▶ _YOUR INSTRUCTIONS_
In full and without alteration, repeat the material.
◆ ◆ ◆ ◆ ◆ ◆ ◆
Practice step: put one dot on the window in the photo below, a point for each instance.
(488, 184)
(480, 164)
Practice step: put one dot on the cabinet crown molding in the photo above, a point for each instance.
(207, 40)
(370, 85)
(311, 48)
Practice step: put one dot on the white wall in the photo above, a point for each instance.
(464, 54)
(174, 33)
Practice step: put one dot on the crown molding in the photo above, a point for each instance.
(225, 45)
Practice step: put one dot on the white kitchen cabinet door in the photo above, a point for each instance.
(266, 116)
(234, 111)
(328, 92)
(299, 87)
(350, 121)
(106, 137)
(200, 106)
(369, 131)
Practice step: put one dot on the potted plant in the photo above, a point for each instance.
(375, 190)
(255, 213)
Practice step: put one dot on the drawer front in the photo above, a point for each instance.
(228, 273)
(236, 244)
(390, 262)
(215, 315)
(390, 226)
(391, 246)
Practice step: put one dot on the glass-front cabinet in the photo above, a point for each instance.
◆ ◆ ◆ ◆ ◆ ◆ ◆
▶ _ANSWER FOR THE TASK_
Practice step: put one dot on the window in the photo below, a point for each instance.
(488, 184)
(480, 164)
Practice step: put one dot on the cabinet crown molding in the photo above, a point for each instance.
(207, 40)
(370, 85)
(311, 48)
Practice step: put one dot on the white wall in the photo above, a point for each instance.
(464, 54)
(174, 33)
Practice step: put one dot on the crown molding in the photo above, a point for each instance.
(225, 45)
Practice step: put one dot on the white kitchen cabinet door in the photo above, a point for each instance.
(266, 116)
(234, 111)
(328, 92)
(299, 87)
(350, 121)
(106, 137)
(200, 106)
(369, 131)
Practice step: put one dot on the potted plant in the photo above, a point for each instance.
(375, 190)
(255, 213)
Practice step: put one dot on the drawer front in the photo above, a point for each instance.
(228, 273)
(236, 244)
(390, 262)
(215, 315)
(390, 226)
(391, 246)
Practice step: put one dot on the glass-front cabinet in the photo above, a point for each instance.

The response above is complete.